*TEXTBLOCK:*
Thema:

| von Lutz Richter

Ein Buchtipp als offener Brief an die Neue Generation XYZ

„Bekenntnisse des Hochstaplers Felix Krull“– von Thomas Mann

„Liebe Kinder der psychologischen Resilienz,

ich werde genau 633 Wörter dafür verwenden, um dieses Buch Eurem freiheitlichen Geist zu empfehlen. Thomas Mann war kritischer Realist. Er, der den konkreten Menschen in seiner speziellen Situation psychologisch durchdrang und dabei die Umstandsbestimmungen der Zeit, in der seine Protagonisten leben, beleuchtete, könnte auch für Euch von Interesse sein.

Drei Wünsche verbinden sich mit diesem Buchtipp:

1. (gratis: Selbstüberwindung)

Versucht, dieses Buch bald, zügig und mit aller Konsequenz von Anfang bis Ende zu lesen. Sucht keine Abkürzung im Netz und überspringt nichts. Wenn Euch das gelingt, verspreche ich Euch ein Gefühl der Genugtuung und der Dankbarkeit nach getaner Lektüre. Dieses Gefühl, etwas zu Ende gebracht zu haben, wäre ein natürliches Geschenk am Rande der erfreulichen Gelegenheit, nach und nach den Inhalt des Buches erschließen zu können.

2. (intern: Der große Zusammenhang)

Warum nun aber dieses Buch? Ihr seid die Kinder meiner Freunde und Eure holprige Vita bis hierher war und ist Gegenstand unserer gemeinsamen Sorgen um Euch. Wir haben Euch gleichermaßen vernachlässigt. Alexander, Konstantin, Johannes, Daniel und Elisabeth sind nicht automatisch Leidtragende der Erziehung, aber eben Kinder ihrer Eltern. Kinder von Müttern und Vätern, die versucht haben, im Schatten einer imperialen Wirtschaftswachstumsglorifizierung dem System ein Stück Wohlstand abzuringen. Nebenbei bemerkt, im Angesicht unseres nun schütteren Haares und unserer faltenreichen Gesichter ein völlig blödsinniges Unterfangen.

Thomas Mann bildet solche Abhängigkeiten ab, indem er Felix’ Abhängigkeiten von Vater und Mutter und sonstigen Verantwortlichen zeigt. Die eigenen Abhängigkeiten und die Quellen des eigenen Tuns zu kennen und diese zu verstehen, wäre mein zweiter Wunsch, der aber auch erst in Erfüllung geht, wenn Ihr die Wechselwirkung von Inhalt, Sprache und Form bei Thomas Mann verstanden habt.

3. (extern: Die Profession)

*AUFGABENLISTE:*
1: Erklären Sie in ein bis drei Sätzen, warum Thomas Mann laut dem Buchtipp auch für die angesprochenen jungen Leute interessant sein könnte.
2: Fassen Sie den Absatz im Buchtipp, der mit „Versucht, dieses Buch bald“ beginnt, als Stichpunktliste zusammen und behalten Sie dabei die wichtigsten Aussagen bei.
Stützen Sie sich ausschließlich auf den Textblock.

*ENTNOMMENES MATERIAL:*
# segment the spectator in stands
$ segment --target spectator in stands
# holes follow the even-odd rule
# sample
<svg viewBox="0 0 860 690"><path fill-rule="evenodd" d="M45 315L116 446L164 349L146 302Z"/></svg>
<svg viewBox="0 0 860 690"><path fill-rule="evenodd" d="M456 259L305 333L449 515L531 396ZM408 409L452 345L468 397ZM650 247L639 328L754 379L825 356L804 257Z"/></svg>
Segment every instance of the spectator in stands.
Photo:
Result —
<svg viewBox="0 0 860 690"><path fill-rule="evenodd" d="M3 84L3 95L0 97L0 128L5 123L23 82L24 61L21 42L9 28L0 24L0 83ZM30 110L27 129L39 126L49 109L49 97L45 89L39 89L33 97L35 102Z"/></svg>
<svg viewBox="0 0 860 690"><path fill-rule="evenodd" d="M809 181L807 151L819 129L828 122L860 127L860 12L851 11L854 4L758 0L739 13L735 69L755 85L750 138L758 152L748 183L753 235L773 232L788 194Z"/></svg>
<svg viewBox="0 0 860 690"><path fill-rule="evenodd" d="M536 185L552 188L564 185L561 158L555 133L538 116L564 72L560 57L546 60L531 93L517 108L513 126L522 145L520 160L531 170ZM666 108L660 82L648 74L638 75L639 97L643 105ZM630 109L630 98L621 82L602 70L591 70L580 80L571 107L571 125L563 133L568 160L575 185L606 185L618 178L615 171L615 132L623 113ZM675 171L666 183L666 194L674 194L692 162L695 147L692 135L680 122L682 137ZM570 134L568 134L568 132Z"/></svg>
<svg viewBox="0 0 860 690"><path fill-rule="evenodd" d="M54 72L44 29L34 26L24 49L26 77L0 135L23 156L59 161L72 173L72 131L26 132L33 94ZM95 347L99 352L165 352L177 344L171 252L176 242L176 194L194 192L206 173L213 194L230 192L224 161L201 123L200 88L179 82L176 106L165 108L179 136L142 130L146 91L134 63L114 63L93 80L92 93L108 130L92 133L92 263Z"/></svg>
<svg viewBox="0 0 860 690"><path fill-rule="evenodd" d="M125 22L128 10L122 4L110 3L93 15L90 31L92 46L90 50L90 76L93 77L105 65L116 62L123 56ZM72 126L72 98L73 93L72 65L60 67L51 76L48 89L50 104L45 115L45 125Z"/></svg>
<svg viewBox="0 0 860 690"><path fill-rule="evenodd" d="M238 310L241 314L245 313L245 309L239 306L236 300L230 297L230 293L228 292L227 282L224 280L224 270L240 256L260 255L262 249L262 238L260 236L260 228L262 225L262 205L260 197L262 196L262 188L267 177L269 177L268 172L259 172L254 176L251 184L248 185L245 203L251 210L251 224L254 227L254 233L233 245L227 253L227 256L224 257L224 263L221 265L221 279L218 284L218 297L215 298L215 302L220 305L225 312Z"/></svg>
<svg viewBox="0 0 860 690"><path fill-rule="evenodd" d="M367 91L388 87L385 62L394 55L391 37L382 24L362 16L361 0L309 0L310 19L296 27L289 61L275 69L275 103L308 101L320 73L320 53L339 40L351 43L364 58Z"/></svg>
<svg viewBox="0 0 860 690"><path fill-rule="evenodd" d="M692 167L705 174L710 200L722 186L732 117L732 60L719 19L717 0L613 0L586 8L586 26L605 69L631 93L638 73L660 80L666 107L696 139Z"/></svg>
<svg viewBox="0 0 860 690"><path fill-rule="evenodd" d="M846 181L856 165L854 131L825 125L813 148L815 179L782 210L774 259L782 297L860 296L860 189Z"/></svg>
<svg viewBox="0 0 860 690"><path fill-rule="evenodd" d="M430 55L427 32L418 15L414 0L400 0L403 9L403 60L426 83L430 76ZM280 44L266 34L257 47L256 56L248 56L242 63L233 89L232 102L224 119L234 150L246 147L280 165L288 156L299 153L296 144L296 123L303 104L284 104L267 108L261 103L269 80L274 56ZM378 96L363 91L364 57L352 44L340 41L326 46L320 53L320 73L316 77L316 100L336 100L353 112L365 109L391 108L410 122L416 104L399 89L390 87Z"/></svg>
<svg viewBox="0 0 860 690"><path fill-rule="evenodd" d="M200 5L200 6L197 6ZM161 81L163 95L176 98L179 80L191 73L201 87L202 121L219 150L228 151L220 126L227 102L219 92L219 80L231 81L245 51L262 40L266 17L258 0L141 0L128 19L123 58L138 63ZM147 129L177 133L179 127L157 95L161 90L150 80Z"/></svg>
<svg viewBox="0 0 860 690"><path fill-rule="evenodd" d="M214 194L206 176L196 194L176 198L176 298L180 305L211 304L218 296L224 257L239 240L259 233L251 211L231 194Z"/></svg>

*ERGEBNISSE IN REIHENFOLGE:*
1: Thomas Mann war kritischer Realist. Er hat den konkreten Menschen in seiner besonderen Situation psychologisch durchdrungen und dabei die Umstände der Zeit beleuchtet, in der seine Figuren leben. Deshalb könnte er auch für sie von Interesse sein.

2:
- Das Buch bald, zügig und konsequent von Anfang bis Ende lesen.
- Keine Abkürzung im Netz suchen und nichts überspringen.
- Wer das schafft, dem wird nach der Lektüre ein Gefühl der Genugtuung und Dankbarkeit versprochen.
- Das Gefühl, etwas zu Ende gebracht zu haben, wäre ein natürliches Geschenk neben der Gelegenheit, den Inhalt des Buches nach und nach zu erschließen.